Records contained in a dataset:
[Start]

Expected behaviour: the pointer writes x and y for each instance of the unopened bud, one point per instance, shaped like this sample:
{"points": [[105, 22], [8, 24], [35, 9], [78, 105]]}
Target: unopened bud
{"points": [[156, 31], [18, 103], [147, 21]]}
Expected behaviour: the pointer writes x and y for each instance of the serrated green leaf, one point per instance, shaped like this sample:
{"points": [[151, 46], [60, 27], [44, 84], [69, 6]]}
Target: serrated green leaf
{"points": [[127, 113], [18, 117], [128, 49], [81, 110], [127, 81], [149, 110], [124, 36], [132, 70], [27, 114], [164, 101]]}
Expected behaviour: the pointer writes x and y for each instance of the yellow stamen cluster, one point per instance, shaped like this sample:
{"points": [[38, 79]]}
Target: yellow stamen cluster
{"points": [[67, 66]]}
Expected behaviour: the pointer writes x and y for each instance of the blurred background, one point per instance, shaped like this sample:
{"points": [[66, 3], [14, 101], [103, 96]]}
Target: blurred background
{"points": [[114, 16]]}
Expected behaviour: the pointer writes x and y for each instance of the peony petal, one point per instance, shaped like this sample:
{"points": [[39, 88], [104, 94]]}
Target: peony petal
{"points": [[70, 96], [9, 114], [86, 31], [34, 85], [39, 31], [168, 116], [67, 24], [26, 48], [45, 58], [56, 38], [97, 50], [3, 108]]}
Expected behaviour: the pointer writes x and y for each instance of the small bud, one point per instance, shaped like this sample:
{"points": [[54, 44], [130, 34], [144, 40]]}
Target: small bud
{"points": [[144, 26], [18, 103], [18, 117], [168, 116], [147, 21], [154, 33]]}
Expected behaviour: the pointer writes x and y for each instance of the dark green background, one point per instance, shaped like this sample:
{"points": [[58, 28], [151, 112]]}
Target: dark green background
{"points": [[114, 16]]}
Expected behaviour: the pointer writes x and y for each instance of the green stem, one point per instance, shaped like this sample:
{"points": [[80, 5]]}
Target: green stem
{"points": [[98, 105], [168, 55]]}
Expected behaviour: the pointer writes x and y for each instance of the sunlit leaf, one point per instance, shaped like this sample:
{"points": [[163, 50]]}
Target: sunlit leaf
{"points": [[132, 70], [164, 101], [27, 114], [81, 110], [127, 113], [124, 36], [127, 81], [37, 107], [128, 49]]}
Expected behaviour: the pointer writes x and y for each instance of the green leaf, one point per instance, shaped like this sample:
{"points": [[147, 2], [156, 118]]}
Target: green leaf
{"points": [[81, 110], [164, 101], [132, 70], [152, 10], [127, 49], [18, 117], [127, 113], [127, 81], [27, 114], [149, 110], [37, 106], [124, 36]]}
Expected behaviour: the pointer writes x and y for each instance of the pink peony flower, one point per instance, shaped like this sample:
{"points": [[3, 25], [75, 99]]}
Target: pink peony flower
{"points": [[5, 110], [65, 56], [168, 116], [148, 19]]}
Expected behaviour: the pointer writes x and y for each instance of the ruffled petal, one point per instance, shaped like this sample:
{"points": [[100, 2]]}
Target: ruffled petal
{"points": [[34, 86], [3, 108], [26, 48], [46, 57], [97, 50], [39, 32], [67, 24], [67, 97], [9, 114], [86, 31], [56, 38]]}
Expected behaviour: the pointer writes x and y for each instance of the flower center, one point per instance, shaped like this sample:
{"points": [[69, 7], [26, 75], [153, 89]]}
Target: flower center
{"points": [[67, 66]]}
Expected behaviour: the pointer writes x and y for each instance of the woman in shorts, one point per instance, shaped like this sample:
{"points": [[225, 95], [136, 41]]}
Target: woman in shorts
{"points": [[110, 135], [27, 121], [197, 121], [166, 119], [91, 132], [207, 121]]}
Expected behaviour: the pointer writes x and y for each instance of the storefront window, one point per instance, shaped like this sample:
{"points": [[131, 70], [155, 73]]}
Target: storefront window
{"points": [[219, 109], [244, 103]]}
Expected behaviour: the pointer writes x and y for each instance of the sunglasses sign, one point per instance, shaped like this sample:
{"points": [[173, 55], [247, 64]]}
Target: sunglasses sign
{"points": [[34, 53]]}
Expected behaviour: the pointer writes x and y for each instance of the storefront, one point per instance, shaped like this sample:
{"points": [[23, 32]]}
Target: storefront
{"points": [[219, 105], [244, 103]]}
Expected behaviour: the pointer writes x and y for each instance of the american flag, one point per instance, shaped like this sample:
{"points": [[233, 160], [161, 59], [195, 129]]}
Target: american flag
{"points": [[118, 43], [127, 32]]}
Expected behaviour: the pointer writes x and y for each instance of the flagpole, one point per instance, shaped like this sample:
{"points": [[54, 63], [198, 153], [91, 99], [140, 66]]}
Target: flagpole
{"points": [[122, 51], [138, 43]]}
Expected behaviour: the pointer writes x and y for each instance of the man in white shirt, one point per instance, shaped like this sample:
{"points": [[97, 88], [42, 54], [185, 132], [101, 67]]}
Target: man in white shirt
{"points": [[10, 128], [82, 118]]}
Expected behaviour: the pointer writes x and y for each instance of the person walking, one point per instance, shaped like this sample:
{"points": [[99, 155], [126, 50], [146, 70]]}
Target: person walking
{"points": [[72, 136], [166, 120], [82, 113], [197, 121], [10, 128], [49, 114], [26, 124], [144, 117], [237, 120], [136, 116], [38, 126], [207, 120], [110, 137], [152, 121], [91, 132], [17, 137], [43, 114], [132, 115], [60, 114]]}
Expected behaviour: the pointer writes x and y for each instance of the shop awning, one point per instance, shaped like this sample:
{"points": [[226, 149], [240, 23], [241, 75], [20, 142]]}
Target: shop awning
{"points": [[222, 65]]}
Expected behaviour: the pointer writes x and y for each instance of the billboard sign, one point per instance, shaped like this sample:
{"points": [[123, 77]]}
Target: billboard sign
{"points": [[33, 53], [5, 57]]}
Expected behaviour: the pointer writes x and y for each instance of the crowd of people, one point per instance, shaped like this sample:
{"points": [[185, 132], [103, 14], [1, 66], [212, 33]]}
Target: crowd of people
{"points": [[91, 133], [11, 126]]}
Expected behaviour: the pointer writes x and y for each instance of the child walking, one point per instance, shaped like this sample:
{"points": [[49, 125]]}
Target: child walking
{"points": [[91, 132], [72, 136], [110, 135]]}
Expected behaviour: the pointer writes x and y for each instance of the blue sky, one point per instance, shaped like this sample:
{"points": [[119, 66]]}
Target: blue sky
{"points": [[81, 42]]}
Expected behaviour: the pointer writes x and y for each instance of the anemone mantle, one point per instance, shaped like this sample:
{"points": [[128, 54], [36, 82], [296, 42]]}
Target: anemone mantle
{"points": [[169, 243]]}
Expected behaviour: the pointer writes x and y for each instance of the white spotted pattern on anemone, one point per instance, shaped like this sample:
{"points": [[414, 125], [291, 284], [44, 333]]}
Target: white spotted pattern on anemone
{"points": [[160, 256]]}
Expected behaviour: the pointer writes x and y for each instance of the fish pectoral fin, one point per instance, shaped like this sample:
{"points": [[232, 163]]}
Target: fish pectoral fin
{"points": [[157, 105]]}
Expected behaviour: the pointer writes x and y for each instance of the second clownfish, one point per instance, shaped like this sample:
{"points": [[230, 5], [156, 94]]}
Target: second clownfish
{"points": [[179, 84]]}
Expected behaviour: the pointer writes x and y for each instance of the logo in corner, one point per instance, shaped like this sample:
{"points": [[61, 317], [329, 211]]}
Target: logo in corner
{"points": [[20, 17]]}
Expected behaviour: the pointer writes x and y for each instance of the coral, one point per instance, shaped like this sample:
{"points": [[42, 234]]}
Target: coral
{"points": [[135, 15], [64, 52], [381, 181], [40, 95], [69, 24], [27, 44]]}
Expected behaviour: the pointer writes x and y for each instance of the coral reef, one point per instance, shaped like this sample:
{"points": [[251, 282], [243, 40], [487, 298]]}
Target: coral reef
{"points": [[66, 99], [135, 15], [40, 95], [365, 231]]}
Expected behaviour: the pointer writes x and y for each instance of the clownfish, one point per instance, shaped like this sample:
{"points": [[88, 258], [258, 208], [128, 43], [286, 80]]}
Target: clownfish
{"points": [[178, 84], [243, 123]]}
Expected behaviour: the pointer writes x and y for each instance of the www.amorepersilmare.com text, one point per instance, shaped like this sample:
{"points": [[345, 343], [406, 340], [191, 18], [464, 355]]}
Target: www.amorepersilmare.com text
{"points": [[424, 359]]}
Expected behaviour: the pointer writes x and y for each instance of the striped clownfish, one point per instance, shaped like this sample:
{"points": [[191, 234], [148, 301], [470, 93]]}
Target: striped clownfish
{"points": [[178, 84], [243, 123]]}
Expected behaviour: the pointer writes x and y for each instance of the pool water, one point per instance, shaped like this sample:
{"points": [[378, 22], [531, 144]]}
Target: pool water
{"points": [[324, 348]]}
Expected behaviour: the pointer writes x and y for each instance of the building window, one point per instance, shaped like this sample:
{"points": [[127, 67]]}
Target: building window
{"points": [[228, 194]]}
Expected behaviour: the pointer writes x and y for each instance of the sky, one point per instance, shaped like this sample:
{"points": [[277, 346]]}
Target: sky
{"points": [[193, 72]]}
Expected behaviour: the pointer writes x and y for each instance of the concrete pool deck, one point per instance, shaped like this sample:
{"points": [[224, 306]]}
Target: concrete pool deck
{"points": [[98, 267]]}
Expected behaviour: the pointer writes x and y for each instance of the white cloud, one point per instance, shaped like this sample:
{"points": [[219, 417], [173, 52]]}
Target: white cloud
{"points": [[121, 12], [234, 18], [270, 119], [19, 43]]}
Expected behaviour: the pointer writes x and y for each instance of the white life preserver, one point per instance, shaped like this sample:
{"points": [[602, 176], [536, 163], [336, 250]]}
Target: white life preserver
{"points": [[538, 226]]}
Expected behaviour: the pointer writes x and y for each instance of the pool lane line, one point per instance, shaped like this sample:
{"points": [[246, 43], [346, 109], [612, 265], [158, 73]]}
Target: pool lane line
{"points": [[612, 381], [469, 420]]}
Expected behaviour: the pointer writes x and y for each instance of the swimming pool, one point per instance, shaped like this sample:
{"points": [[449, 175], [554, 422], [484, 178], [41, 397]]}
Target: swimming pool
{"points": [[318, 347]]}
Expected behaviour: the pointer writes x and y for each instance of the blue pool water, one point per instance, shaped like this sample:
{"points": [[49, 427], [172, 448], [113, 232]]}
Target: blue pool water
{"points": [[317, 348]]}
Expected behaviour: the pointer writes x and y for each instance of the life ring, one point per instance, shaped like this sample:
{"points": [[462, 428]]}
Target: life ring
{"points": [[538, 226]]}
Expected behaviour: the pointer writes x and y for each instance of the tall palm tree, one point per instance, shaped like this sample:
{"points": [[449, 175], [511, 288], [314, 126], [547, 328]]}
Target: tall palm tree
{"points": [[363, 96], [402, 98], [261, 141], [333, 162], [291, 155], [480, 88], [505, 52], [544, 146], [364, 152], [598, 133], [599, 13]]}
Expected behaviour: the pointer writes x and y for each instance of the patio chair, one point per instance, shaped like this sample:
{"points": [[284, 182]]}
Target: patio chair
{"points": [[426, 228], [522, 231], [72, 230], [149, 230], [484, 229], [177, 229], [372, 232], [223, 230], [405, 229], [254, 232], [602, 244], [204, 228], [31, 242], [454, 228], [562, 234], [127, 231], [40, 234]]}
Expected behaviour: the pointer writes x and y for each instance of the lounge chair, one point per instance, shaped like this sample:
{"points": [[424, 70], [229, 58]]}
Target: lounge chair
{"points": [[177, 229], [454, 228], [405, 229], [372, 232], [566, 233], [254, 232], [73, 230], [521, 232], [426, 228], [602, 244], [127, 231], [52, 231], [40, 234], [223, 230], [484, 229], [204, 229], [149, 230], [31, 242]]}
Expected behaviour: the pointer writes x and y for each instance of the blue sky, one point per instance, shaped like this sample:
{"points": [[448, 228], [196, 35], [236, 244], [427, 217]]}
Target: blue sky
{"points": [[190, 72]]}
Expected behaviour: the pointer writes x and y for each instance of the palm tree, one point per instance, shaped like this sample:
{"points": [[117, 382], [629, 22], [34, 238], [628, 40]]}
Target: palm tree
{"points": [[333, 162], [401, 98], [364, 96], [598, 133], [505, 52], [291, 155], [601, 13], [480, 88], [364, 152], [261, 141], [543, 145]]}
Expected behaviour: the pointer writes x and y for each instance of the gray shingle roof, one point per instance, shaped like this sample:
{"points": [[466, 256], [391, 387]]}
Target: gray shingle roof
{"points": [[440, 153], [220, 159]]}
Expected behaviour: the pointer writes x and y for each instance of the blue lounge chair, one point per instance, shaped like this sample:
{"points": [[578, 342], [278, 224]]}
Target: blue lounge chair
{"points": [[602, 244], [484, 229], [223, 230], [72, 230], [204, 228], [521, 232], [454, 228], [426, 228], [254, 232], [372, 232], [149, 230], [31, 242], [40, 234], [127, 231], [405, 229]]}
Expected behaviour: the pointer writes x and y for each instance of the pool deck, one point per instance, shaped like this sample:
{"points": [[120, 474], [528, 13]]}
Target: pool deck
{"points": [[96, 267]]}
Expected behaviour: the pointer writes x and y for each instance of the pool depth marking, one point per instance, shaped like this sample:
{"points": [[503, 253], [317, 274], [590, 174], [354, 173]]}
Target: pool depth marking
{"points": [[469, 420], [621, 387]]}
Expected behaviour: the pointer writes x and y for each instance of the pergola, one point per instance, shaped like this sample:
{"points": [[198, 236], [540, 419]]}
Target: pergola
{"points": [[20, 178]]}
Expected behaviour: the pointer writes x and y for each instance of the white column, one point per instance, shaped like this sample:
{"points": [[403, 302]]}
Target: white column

[End]

## Aim:
The required output is the exact sequence of lines from the one containing "the pool depth" through the end of the listing, both endpoints included.

## Exercise result:
Expected behaviour: the pointer writes x and y for each instance of the pool depth marking, one point per instance, shaped like this sample:
{"points": [[503, 253], [317, 274], [590, 174], [354, 173]]}
Target: pool depth marking
{"points": [[469, 420], [621, 387]]}
Expected behaviour: the pointer writes x and y for each instance of the pergola, one point per instance, shaped like this sample:
{"points": [[198, 236], [540, 419]]}
Target: pergola
{"points": [[20, 178]]}
Expected behaviour: the pointer writes x and y for each instance of the white column, one point per instance, shaped like this sample:
{"points": [[403, 302]]}
Target: white column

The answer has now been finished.